Collected data
-*-*-

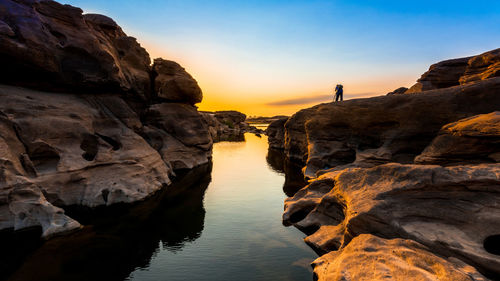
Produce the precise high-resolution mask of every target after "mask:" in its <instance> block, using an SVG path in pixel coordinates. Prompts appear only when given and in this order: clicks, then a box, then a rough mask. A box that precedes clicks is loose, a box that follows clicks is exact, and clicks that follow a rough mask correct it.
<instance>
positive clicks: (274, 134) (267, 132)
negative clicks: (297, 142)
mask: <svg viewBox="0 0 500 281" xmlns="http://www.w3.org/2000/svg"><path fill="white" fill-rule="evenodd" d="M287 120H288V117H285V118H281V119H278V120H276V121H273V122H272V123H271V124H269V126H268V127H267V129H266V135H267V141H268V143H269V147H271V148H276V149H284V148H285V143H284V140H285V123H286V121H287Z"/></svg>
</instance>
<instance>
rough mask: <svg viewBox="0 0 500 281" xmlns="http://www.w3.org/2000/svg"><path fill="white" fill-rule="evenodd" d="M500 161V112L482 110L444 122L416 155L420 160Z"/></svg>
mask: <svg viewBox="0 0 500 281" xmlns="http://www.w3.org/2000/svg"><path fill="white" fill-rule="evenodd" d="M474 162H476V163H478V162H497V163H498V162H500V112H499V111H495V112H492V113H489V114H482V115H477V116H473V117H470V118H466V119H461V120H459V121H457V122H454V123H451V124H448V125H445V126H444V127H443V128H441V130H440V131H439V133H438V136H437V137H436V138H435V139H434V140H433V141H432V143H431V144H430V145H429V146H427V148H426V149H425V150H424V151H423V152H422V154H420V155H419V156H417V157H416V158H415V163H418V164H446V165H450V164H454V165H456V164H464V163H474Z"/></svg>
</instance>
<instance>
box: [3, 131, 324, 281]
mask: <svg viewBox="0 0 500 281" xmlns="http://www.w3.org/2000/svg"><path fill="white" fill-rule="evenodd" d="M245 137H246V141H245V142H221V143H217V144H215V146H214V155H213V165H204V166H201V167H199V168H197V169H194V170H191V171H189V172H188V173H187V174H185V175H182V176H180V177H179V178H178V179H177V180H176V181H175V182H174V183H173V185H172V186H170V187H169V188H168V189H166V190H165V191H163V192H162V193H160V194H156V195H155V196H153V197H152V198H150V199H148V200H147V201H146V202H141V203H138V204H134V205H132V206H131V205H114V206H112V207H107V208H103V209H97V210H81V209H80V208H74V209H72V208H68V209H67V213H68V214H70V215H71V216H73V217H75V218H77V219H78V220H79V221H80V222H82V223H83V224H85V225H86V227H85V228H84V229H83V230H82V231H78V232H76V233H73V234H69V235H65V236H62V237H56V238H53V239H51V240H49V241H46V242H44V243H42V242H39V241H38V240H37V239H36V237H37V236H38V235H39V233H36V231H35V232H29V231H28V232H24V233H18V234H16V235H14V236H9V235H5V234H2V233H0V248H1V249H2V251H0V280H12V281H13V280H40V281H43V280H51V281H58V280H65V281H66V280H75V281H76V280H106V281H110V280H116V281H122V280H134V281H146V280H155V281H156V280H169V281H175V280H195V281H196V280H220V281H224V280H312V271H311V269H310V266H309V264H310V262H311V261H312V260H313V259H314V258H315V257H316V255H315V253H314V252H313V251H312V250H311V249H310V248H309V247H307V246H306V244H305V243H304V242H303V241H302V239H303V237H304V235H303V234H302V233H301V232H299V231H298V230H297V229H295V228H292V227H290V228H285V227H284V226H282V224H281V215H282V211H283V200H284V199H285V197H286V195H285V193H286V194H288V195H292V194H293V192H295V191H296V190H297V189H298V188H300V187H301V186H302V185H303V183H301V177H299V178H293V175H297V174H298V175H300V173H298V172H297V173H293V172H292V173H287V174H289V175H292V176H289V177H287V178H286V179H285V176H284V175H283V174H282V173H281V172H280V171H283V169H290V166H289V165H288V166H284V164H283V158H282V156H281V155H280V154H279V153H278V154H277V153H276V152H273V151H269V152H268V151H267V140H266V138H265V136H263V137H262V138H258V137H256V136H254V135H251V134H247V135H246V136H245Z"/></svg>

-*-*-

TO DO:
This task asks for the data above repeated exactly, without a single picture.

REPLY:
Produce the precise high-resolution mask of every target after "mask:" in its <instance> block, using an SVG path in pixel coordinates. Prompts appear only when given and in this order: clicks, then a box, then a rough mask. A box that precedes clicks is loose, a box that follows clicks is exact, and clicks that follow a rough mask correct it.
<instance>
positive clicks: (274, 134) (267, 132)
negative clicks: (297, 142)
mask: <svg viewBox="0 0 500 281" xmlns="http://www.w3.org/2000/svg"><path fill="white" fill-rule="evenodd" d="M287 120H288V117H285V118H281V119H278V120H276V121H273V122H272V123H271V124H269V126H268V127H267V129H266V135H267V141H268V143H269V147H271V148H276V149H284V148H285V143H284V140H285V123H286V121H287Z"/></svg>
</instance>
<instance>
rough mask: <svg viewBox="0 0 500 281" xmlns="http://www.w3.org/2000/svg"><path fill="white" fill-rule="evenodd" d="M500 161V112L482 110L444 122L416 155L420 160Z"/></svg>
mask: <svg viewBox="0 0 500 281" xmlns="http://www.w3.org/2000/svg"><path fill="white" fill-rule="evenodd" d="M474 162H476V163H478V162H497V163H498V162H500V112H499V111H495V112H492V113H489V114H482V115H477V116H473V117H470V118H466V119H461V120H459V121H457V122H454V123H451V124H448V125H445V126H444V127H443V128H441V130H440V131H439V133H438V136H437V137H436V138H435V139H434V140H433V141H432V143H431V144H430V145H429V146H427V148H426V149H425V150H424V151H423V152H422V154H420V155H419V156H417V157H416V158H415V163H418V164H446V165H450V164H454V165H456V164H464V163H474Z"/></svg>
</instance>
<instance>
box: [3, 131, 324, 281]
mask: <svg viewBox="0 0 500 281" xmlns="http://www.w3.org/2000/svg"><path fill="white" fill-rule="evenodd" d="M245 137H246V141H245V142H221V143H217V144H215V146H214V155H213V165H204V166H201V167H199V168H197V169H194V170H191V171H189V172H188V173H187V174H185V175H182V176H180V177H179V178H178V179H177V180H176V181H175V182H174V183H173V185H172V186H170V187H169V188H168V189H166V190H165V191H163V192H162V193H160V194H156V195H155V196H153V197H152V198H150V199H148V200H147V201H146V202H141V203H138V204H134V205H132V206H131V205H114V206H112V207H107V208H103V209H97V210H81V209H80V208H74V209H72V208H68V209H67V213H68V214H70V215H71V216H73V217H75V218H77V219H78V220H79V221H80V222H82V223H83V224H85V225H86V227H85V228H84V229H83V230H82V231H78V232H76V233H73V234H69V235H65V236H62V237H56V238H53V239H51V240H49V241H46V242H44V243H42V242H39V241H38V240H37V239H36V237H37V236H38V235H39V233H36V231H35V232H29V231H28V232H24V233H18V234H16V235H14V236H9V235H5V234H2V233H0V248H1V249H2V251H0V280H12V281H13V280H40V281H43V280H51V281H58V280H65V281H66V280H75V281H76V280H106V281H110V280H116V281H122V280H134V281H146V280H155V281H156V280H169V281H175V280H195V281H196V280H220V281H224V280H312V271H311V269H310V266H309V264H310V262H311V261H312V260H313V259H314V258H315V257H316V255H315V253H314V252H313V251H312V250H311V249H310V248H309V247H307V246H306V244H305V243H304V242H303V241H302V239H303V237H304V235H303V234H302V233H301V232H299V231H298V230H297V229H295V228H292V227H290V228H285V227H284V226H282V224H281V215H282V211H283V200H284V199H285V197H286V195H285V193H286V194H288V195H292V194H293V192H295V191H296V190H297V189H298V188H300V187H301V186H302V185H303V183H301V177H299V178H293V175H297V174H298V175H300V173H298V172H297V173H293V172H292V173H287V174H289V175H292V176H289V177H287V178H286V179H285V176H284V175H283V174H282V173H281V172H280V171H283V169H290V166H289V165H288V166H284V164H283V158H282V156H281V155H280V154H279V153H278V154H277V153H276V152H273V151H269V152H268V151H267V140H266V138H265V136H263V137H262V138H258V137H256V136H254V135H251V134H247V135H246V136H245Z"/></svg>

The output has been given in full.